(Natural-language object grounding data)
[Start of Attachment]
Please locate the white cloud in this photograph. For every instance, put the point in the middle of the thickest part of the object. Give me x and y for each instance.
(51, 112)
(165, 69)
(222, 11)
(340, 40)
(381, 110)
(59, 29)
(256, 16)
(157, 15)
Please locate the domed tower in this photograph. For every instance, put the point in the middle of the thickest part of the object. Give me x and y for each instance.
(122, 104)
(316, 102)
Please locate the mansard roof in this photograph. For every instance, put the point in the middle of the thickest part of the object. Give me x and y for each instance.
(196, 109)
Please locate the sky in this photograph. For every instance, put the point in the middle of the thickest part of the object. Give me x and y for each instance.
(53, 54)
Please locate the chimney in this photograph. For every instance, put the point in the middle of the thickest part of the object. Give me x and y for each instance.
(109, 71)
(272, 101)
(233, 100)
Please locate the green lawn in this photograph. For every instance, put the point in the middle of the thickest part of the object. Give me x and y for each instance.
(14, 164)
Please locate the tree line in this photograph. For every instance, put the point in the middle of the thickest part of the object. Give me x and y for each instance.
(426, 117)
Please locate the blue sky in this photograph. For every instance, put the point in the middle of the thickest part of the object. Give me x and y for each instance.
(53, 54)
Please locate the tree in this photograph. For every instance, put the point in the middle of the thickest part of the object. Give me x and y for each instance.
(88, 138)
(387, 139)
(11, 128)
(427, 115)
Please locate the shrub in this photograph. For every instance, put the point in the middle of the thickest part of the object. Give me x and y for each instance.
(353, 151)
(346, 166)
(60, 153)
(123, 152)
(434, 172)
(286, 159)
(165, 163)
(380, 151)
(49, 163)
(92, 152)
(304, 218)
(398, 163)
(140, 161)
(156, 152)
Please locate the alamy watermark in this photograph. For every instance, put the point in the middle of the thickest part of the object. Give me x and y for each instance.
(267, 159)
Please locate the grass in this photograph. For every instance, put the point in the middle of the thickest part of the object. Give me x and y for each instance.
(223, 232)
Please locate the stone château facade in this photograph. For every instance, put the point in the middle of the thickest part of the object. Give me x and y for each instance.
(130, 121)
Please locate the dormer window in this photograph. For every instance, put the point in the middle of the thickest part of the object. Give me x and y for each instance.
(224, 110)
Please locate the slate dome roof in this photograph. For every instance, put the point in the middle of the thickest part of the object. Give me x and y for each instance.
[End of Attachment]
WHAT YOU SHOULD DO » Return all of the above records exactly, leaving no line out.

EXPECTED OUTPUT »
Please locate the white cloud in this photograph. For every instance, put the point in the middle of the thickest part of the object. Give me x and y for each instance.
(51, 112)
(165, 69)
(222, 11)
(340, 40)
(381, 110)
(59, 29)
(256, 16)
(157, 15)
Please locate the domed tower in this photograph. For every instance, put the point in the middle of the thickest part of the object. Give me x and y for each instance.
(122, 104)
(316, 102)
Please locate the mansard roof in this photograph. For every instance, put the point in the middle of the thickest part of the object. Give me x and y for each instance.
(196, 109)
Please locate the sky in this photograph. For every instance, put the point in the middle of the thickest part of the object. Give me x and y for each instance.
(53, 54)
Please locate the chimney in this photograph. For every instance, put the point in the middle of the thickest part of the object. Give me x and y for each instance.
(109, 71)
(272, 101)
(233, 100)
Please locate the green lawn in this photograph. For every instance, put the point in the middle of the thickest part of the object. Give me x and y for each instance.
(14, 164)
Please locate the tree line in this photograph. For every instance, put the point in the middle of the thickest part of the object. Give me x and y for each instance.
(426, 117)
Please locate the blue sky in this photograph. For every instance, put the point in the middle of the thickest part of the object. Give me x and y for each instance.
(53, 54)
Please locate the tree in this photograph. For every instance, put the point in the middle of the thickest part of the object. Give me x and y for each instance.
(88, 138)
(387, 139)
(11, 128)
(427, 115)
Please locate the shrub in this photograph. For every instance, put the point in the middle of the thickest part of the object. Give me x and y for each instance.
(353, 151)
(346, 166)
(60, 153)
(123, 152)
(434, 172)
(286, 159)
(165, 163)
(380, 151)
(49, 163)
(92, 152)
(304, 218)
(398, 163)
(140, 161)
(156, 152)
Please locate the alamy watermark in this photograph. For every instance, put the point in the middle of the thickest part of the object. Give me x and y for each instance.
(267, 159)
Please locate the grass in this photograph. For every instance, put the point in the middle of the thickest part of the object. Give me x and y for each instance.
(223, 232)
Please locate the stone château facade in this photograph. For every instance, put the point in the middle of the thickest part of the object. Give me x and y for each instance.
(130, 121)
Please locate the dormer window in this photograph. For every instance, put the point in the middle of the thickest part of the object. Give me x and y for each instance.
(224, 110)
Please locate the slate dome roof in this photograph. For every instance, put the point in the middle of the thickest part of the object. Give me x and y for each instance.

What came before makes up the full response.